阅读文本:
----------------
官方题解:
402E - Strictly Positive Matrix / 403C - Strictly Positive Matrix
Let's look at the matrix a as a connectivity matrix of some graph with n vertices. Moreover, if aij > 0, then we have directed edge in the graph between nodes (i, j). Otherwise, if aij = 0 that graph does not contains directed edge between pair of nodes (i, j). Let b = ak. What does bij means? bij is the number of paths of length exactly k in our graph from vertex i to vertex j. Let pos is an integer, such thata[pos][pos] > 0. That is, we have a loop in the graph. So, if from the vertex pos achievable all other vertexes and vice versa, from all other vertices reachable vertex pos, then the answer is YES, otherwise the answer is NO. If reachability is missing, it is clear that for anyk akipos = 0. If reachability there, we will be able to reach self-loop, use self-loop "to twist", and after that we will go to some another vertex.
大概题意:给定一个矩阵A(n*n的),对角线为1,其它位置为0或1.B= A^k,问是否存在某个k使得B中每个元素都为1.
矩阵阶乘和图上路径计数问题的转换:
(矩阵的元素为A[i][j] = 1代表图上点i可达点j,特殊的A[i][i] = 1。表示点i存在自环。)
转化为图的问题。对应的图为:
n个点,A[i][j] = 1,则i和j之间连边,否者不连。
则B = A^k,B[i][j]代表的含义为,从i到j的路径长度为k的路径的个数。
由于本题中对角线为1,即任意点存在子环,则如果存在从i到j的长度为k 的路径,则存在从i到j长度为k+1,k+2.。。的路径。
所以只需判断可到达即可,即任一点可到达其他所有点。可用floyd,判强连通为1,或判任意点都和同一点在一个环上即可(必要条件)。
本题是判断是否存在,则用必要条件去判断即可
floyd的解法和判任意点都和同一点在一个环上的解法:
int n;
bitset<2010>f[2010];
int main ()
{
RI(n);
REP(i, n) REP(j, n)
{
int x;
RI(x);
f[i][j] = !!x;
}
REP(k, n) REP(i, n)
if (f[i][k]) f[i] |= f[k];
int fla = 1;
REP(i, n) REP(j, n) if (!f[i][j])
{
fla = 0; break;
}
if (fla) puts("YES");
else puts("NO");
return 0;
}
int n;
bool f[2010][2010];
bool used[2010], rused[2010];
void dfs(int u)
{
used[u] = 1;
REP(i, n) if (f[u][i] && !used[i]) dfs(i);
}
void rdfs(int u)
{
rused[u] = 1;
REP(i, n) if (f[i][u] && !rused[i]) rdfs(i);
}
int main ()
{
RI(n);
REP(i, n) REP(j, n)
----------------
简短练习:
请根据上面的阅读文本回答下列问题，每题另起一行，按1.、2.、3.编号作答。
1. 按“大概题意”所述，给定矩阵A的对角线元素是多少？
2. 文中指出B = A^k时，B[i][j]代表什么？
3. 第一段程序在变量fla为真时输出什么？

所给数据:
----------------
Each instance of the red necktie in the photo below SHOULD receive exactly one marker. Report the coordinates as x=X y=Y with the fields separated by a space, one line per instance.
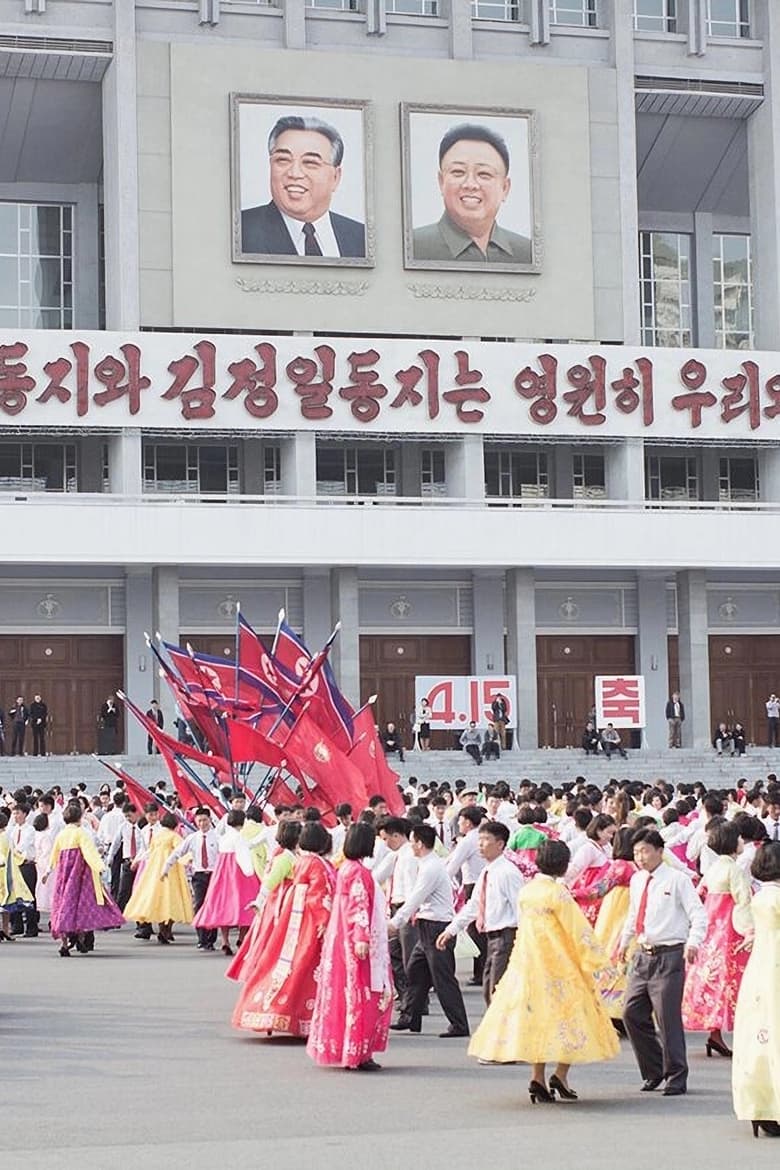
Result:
----------------
本题答案:
1. 对角线元素为1。
2. B[i][j]代表从i到j、路径长度为k的路径的个数。
3. 输出"YES"。